EXERCISE DIRECTIONS: Transcribe word for word the stretch of the passage on cycling as you age below, from "Getting bike fits" through "risk of injury.".

PASSAGE PROVIDED:
***

Getting bike fits and checking up on your riding position on the bike regularly is sensible because as we age our posture alters.
“If you had a bike fit several years ago, it’s probably worth having another one as your flexibility can change.
“Having a bike fit makes sure you’re comfortable and that you’re not putting anything under stress.”
Don’t be afraid to make changes that differ from what was optimal when you were younger.
“If you used to race in a completely aggressive and slammed position, you may want to be slacker and sitting back a little bit,” Nichola says.
Paying attention to your gear selection and cadence is very important as you get older. Keeping your cadence high helps reduce the risk of injury.
“Cycling is relatively good for knees generally, in terms of the knee joint itself,” Nichola notes. “However if you are cycling constantly on erg mode on a smart trainer and you’re riding up mountains on platforms such as Zwift, you’re doing low geared, low cadence efforts—these can be really negative for your joints and can cause knee problems.

***

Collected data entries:
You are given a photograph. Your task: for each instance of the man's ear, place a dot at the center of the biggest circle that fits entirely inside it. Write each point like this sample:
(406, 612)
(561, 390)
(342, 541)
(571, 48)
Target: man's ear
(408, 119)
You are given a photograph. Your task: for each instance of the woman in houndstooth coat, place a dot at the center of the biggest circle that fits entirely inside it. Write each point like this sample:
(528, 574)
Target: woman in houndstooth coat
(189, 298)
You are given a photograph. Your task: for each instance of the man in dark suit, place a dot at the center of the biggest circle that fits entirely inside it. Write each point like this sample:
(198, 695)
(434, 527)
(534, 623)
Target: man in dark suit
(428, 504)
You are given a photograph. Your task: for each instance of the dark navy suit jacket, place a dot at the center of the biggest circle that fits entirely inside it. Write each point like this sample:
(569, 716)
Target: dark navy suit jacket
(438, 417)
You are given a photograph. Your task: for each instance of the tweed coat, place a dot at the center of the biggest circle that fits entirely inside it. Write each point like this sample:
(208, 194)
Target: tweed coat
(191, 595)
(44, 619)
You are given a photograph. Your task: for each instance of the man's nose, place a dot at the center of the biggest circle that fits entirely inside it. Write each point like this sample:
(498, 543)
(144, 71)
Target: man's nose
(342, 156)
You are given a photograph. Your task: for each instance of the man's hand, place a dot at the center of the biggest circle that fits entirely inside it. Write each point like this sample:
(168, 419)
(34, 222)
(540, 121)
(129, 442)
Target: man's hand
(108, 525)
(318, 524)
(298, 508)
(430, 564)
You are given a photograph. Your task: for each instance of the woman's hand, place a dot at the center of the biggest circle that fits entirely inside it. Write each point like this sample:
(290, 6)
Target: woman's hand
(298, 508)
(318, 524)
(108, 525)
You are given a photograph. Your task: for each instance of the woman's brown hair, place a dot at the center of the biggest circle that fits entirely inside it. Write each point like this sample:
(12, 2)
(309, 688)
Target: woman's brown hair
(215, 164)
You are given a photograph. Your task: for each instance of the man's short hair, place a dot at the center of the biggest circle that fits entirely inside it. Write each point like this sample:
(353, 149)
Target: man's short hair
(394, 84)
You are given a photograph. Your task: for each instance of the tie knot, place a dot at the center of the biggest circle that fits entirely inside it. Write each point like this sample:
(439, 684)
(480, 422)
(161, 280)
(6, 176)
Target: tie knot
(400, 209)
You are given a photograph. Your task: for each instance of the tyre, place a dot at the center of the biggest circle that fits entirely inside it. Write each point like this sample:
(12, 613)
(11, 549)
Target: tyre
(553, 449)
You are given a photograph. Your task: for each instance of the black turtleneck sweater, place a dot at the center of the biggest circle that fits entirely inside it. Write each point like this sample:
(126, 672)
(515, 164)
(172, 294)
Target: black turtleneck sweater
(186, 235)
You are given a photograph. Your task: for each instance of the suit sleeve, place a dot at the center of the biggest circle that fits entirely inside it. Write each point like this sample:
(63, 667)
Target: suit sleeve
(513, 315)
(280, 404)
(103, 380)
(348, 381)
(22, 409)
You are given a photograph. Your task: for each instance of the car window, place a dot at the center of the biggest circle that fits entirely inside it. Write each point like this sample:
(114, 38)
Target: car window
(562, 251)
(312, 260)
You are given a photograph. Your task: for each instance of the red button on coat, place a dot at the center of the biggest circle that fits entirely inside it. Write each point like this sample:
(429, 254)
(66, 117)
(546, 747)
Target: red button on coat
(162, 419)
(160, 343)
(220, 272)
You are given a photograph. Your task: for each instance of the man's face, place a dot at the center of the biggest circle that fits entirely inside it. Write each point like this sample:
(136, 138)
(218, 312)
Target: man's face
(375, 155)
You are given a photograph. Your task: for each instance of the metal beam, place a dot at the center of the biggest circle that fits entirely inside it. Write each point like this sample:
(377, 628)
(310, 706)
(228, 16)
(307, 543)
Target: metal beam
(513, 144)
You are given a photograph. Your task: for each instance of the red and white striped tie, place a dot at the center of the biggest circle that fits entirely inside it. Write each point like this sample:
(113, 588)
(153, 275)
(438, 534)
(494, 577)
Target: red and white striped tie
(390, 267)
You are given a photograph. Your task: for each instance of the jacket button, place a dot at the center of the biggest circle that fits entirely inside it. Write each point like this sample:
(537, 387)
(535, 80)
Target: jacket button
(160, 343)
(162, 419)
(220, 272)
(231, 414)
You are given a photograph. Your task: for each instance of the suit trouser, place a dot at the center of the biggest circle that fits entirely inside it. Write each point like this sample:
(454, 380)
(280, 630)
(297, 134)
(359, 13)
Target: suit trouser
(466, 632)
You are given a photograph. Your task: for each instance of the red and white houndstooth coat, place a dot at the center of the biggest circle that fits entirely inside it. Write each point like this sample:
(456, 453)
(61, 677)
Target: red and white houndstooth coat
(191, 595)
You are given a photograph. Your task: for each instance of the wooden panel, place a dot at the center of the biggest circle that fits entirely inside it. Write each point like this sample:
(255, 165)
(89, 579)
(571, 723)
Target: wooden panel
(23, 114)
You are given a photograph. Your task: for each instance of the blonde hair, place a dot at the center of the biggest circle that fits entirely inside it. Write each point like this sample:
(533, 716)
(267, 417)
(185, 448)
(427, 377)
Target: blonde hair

***

EXERCISE ANSWER:
Getting bike fits and checking up on your riding position on the bike regularly is sensible because as we age our posture alters.
“If you had a bike fit several years ago, it’s probably worth having another one as your flexibility can change.
“Having a bike fit makes sure you’re comfortable and that you’re not putting anything under stress.”
Don’t be afraid to make changes that differ from what was optimal when you were younger.
“If you used to race in a completely aggressive and slammed position, you may want to be slacker and sitting back a little bit,” Nichola says.
Paying attention to your gear selection and cadence is very important as you get older. Keeping your cadence high helps reduce the risk of injury.